Dataset items:
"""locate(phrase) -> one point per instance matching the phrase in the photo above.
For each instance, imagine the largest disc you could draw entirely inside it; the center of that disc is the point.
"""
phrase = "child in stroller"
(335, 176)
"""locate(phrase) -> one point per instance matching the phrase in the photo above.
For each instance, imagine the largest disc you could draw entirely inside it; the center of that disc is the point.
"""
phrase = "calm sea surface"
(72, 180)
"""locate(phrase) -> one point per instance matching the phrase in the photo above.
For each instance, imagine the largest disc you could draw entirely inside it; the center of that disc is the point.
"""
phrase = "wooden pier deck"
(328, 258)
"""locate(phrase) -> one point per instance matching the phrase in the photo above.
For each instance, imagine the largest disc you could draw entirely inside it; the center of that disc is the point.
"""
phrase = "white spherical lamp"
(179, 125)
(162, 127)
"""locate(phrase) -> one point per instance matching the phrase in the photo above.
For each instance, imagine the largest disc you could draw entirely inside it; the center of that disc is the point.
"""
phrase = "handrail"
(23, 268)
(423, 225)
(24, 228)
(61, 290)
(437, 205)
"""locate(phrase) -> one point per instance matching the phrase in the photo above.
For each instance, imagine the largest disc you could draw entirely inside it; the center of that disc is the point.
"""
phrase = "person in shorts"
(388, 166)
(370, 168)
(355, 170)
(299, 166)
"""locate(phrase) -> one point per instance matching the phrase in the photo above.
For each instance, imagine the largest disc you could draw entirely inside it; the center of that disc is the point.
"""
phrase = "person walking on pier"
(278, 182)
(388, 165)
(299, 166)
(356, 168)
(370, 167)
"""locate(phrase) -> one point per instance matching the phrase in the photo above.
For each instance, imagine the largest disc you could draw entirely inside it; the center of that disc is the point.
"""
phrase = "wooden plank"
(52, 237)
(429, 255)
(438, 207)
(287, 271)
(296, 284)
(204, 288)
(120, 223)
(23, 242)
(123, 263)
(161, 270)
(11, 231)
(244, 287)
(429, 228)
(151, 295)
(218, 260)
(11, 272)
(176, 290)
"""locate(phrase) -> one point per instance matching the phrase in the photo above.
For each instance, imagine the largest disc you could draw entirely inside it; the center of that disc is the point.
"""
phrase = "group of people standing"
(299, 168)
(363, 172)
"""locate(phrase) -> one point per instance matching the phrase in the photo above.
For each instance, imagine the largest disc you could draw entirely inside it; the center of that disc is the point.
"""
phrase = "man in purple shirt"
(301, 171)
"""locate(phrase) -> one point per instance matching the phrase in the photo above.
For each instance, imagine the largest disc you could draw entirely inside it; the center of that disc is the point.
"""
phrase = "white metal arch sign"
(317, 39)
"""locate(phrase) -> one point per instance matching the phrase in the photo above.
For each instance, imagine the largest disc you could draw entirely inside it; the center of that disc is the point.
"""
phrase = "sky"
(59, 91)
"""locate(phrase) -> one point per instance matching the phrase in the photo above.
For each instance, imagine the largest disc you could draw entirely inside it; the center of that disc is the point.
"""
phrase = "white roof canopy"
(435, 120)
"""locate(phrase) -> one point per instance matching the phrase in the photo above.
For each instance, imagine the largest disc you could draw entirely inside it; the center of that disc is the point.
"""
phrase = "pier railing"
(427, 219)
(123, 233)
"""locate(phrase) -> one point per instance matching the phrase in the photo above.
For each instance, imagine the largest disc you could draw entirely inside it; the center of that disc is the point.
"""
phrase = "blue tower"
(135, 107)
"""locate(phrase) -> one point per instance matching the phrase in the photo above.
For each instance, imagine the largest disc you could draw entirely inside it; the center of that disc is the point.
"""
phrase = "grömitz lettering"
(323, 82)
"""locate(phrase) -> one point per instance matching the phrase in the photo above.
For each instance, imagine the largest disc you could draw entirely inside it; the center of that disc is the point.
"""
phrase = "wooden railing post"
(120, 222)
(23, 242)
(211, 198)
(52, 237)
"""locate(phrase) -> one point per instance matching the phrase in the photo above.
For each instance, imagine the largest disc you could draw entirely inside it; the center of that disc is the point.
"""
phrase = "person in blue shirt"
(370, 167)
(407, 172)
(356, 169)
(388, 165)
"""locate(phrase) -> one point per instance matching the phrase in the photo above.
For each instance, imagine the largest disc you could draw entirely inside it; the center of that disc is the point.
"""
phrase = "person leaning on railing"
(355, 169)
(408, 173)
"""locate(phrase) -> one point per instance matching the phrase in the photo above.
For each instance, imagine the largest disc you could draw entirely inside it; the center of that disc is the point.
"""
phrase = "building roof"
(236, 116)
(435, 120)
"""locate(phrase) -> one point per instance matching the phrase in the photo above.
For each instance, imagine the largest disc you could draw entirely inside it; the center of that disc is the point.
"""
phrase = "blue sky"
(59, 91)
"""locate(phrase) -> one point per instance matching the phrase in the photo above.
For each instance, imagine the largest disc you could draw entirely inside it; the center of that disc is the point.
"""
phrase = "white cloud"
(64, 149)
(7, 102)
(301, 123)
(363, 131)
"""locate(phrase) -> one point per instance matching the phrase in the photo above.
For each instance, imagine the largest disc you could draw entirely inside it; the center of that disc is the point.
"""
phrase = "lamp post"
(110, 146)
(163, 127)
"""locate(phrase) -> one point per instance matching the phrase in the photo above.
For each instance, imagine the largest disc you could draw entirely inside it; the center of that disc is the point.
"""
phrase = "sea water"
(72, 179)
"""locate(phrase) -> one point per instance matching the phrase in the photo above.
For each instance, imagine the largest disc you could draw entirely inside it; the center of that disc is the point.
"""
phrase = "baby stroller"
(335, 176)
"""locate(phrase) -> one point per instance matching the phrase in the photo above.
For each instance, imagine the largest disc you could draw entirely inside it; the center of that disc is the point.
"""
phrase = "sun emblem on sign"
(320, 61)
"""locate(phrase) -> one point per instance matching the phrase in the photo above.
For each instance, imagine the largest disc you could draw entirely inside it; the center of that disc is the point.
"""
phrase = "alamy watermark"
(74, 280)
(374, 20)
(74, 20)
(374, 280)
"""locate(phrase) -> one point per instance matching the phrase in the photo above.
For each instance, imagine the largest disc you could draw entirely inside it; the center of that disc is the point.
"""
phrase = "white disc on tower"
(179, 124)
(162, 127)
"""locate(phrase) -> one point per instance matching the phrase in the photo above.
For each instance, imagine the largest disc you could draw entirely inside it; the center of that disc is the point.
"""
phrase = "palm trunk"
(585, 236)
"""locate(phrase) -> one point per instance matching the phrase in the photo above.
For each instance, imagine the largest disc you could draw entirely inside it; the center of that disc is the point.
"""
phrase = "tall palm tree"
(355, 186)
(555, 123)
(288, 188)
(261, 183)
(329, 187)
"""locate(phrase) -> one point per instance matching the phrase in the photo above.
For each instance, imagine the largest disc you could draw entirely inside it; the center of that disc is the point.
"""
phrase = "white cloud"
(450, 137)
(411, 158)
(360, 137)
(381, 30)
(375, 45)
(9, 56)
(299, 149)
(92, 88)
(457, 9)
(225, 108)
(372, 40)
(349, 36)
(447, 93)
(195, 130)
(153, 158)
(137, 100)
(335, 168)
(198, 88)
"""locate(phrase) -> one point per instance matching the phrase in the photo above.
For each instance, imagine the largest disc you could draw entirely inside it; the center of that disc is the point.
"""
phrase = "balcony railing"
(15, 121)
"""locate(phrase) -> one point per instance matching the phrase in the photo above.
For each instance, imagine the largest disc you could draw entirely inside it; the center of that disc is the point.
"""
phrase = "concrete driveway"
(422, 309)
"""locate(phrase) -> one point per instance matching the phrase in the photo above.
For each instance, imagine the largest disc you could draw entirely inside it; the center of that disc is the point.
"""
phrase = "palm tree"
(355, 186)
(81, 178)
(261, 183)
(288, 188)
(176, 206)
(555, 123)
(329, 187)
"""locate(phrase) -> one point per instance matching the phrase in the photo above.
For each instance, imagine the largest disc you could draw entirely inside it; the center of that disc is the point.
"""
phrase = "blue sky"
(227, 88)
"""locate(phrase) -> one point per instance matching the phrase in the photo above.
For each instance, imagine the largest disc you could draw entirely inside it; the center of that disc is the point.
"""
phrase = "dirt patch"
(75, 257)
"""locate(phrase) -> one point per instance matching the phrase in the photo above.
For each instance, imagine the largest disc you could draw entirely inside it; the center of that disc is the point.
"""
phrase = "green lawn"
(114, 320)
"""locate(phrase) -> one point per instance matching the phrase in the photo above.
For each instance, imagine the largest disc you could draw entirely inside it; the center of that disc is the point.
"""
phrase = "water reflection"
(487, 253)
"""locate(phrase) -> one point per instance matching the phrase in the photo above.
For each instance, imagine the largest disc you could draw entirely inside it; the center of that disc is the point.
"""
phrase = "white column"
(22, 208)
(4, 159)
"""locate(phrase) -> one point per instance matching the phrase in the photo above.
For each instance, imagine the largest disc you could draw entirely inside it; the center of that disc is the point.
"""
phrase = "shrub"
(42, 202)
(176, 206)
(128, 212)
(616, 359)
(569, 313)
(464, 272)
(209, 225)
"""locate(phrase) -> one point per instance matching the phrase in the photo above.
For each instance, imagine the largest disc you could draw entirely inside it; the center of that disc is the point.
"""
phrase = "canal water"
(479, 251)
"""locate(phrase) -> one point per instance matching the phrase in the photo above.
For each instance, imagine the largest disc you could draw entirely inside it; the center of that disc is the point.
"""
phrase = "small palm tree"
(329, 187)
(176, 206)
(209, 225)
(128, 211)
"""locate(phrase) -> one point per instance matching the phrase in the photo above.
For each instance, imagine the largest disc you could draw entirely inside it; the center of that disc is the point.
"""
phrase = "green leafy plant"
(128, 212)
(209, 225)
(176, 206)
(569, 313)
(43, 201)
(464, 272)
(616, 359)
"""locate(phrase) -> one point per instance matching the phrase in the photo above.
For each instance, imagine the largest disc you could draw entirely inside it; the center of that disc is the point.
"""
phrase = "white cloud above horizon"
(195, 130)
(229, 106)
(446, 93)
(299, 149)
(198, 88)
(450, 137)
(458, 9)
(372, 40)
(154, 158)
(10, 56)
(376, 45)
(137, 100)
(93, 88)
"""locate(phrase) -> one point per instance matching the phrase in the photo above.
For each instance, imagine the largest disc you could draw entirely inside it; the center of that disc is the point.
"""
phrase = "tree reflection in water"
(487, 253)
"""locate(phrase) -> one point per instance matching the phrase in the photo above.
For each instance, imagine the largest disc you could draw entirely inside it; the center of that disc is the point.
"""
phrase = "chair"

WHAT NEEDS TO BE DONE:
Count the lines in the rows above that contain the word "roof", and give only that number.

RESPONSE FOR THIS EXERCISE:
2